- [SHORT EXERCISE A] Below are a press briefing excerpt and then some entries. Quote the entries exactly, starting at their first line and stopping after the line that contains "84 101 L 77".

- [SELECTED PASSAGE]

[Begin]

Q Is that where the negotiations are to take place -- these
parallel structures between the two republics -- to Croatia and to
Serbia? That is part of the overall peace agreement? Or will there be
side negotiations and, if indeed there are, will the U.S. be part of
that?
MR. BURNS: Nobody has agreed yet and no one has really even
seriously discussed what the format -- what the parameters, or the venue,
the dates, participants of any peace conference will be. We are far from
that.
What happened on Friday was that first principles were agreed upon.
Dick Holbrooke will return to the region to try to take the situation
beyond Friday, to try to instill some additional momentum and to make
more progress on these specific issues that are really implicit in your
question and David's, but we're not there yet, and we can't dictate the
outcome of this.
Q We're both coming at it the same way. We both think you
brokered an agreement that gave the Serbs virtually half the country and
the promise of even more because the 51/49 is negotiable. So my
immediate small, narrow question would be will Holbrooke on his next
venture do something about trying to hasten these ties between the Serb
Republic and a greater Serbia and the other half of the country with
Croatia, which by the way was at the Muslims' throats only two years ago
before they had an alliance against the Serbs. The Croats have their own
ambitions which have been put to rest for a couple of years. Is the U.S.
going to be a party in that arrangement?

[End]

- [SUPPLIED DATA]
[Begin]

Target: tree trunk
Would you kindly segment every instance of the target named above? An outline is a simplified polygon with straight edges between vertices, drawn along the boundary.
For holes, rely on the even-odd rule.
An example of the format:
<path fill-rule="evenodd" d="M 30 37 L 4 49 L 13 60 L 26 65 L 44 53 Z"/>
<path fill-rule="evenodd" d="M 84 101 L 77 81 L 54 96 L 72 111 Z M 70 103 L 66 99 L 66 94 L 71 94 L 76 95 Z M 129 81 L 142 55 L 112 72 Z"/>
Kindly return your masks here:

[End]

- [SHORT EXERCISE B] Print the part of the press briefing excerpt that begins at the words "MR. BURNS: Nobody" and ends after the words "were agreed upon.".

- [OUTPUT A]
Target: tree trunk
Would you kindly segment every instance of the target named above? An outline is a simplified polygon with straight edges between vertices, drawn along the boundary.
For holes, rely on the even-odd rule.
An example of the format:
<path fill-rule="evenodd" d="M 30 37 L 4 49 L 13 60 L 26 65 L 44 53 Z"/>
<path fill-rule="evenodd" d="M 84 101 L 77 81 L 54 96 L 72 111 Z M 70 103 L 66 99 L 66 94 L 71 94 L 76 95 Z M 129 81 L 142 55 L 112 72 Z"/>

- [OUTPUT B]
MR. BURNS: Nobody has agreed yet and no one has really even
seriously discussed what the format -- what the parameters, or the venue,
the dates, participants of any peace conference will be. We are far from
that.
What happened on Friday was that first principles were agreed upon.